# [SOURCE EXCERPT]
Design/methodology/approach
The empirical material presented in the paper derives methodically from a longitudinal qualitative research approach analyzing higher education systems (HES)-reforms in Austria. To better understand the consequences of the organizational changes in line with the new legal framework, 2 series of qualitative interviews in 2011/2012 and 2016/2017 on the field level and the organizational level were conducted.
Findings
Identifying two enabling consequences from the tactical behaviors of resistance and symbolic use, i.e. new processes of communication and horizontal network building, allows for theory-building with a focus on the dynamics how accounting begins, then next becomes an established infrastructure, is then destabilized and re-elaborated before it becomes, again, an infrastructure which is different from before.
Research limitations/implications
Although the findings are based on a national empirical context, they are linked to the international discourse on HES in transition and the role of calculative regimes including performance measurement and management attitudes and instruments. They are relevant for an international research community open-minded toward differentiated case studies in a longitudinal perspective on HES-reforms.

Coordinate annotation entries
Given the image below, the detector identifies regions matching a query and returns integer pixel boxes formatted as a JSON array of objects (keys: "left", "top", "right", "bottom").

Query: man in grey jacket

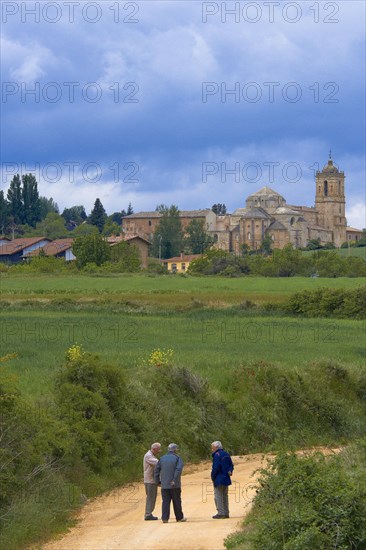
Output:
[
  {"left": 154, "top": 443, "right": 186, "bottom": 523},
  {"left": 144, "top": 443, "right": 161, "bottom": 521}
]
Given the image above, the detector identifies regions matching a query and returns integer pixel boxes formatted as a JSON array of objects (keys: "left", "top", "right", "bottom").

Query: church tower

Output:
[{"left": 315, "top": 153, "right": 347, "bottom": 247}]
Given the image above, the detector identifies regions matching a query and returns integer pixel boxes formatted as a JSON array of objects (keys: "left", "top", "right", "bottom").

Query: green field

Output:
[
  {"left": 0, "top": 275, "right": 365, "bottom": 402},
  {"left": 0, "top": 274, "right": 366, "bottom": 550},
  {"left": 0, "top": 274, "right": 364, "bottom": 309},
  {"left": 303, "top": 246, "right": 366, "bottom": 260}
]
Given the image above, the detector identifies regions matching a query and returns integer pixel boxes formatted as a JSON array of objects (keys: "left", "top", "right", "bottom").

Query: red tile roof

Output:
[
  {"left": 0, "top": 237, "right": 50, "bottom": 256},
  {"left": 25, "top": 238, "right": 74, "bottom": 257}
]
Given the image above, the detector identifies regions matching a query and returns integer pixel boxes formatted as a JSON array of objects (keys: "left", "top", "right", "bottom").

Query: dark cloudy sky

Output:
[{"left": 1, "top": 0, "right": 365, "bottom": 227}]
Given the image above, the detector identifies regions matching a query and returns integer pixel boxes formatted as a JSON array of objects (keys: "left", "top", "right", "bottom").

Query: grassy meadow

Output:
[
  {"left": 0, "top": 273, "right": 366, "bottom": 550},
  {"left": 0, "top": 275, "right": 365, "bottom": 397}
]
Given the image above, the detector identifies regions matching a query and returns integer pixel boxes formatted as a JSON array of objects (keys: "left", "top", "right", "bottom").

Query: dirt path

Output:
[
  {"left": 42, "top": 454, "right": 264, "bottom": 550},
  {"left": 42, "top": 448, "right": 340, "bottom": 550}
]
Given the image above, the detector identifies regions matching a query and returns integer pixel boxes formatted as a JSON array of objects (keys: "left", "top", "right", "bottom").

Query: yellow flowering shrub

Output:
[
  {"left": 65, "top": 344, "right": 85, "bottom": 363},
  {"left": 0, "top": 353, "right": 18, "bottom": 363},
  {"left": 147, "top": 348, "right": 174, "bottom": 367}
]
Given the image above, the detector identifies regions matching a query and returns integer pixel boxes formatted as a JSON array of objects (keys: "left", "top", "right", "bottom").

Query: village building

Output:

# [AIM]
Reproduce word for word the passage of the abstract that begins with the words containing "Design/methodology/approach" and ends with "level were conducted.". The listing has no connection to the abstract above.

# [TASK SOLUTION]
Design/methodology/approach
The empirical material presented in the paper derives methodically from a longitudinal qualitative research approach analyzing higher education systems (HES)-reforms in Austria. To better understand the consequences of the organizational changes in line with the new legal framework, 2 series of qualitative interviews in 2011/2012 and 2016/2017 on the field level and the organizational level were conducted.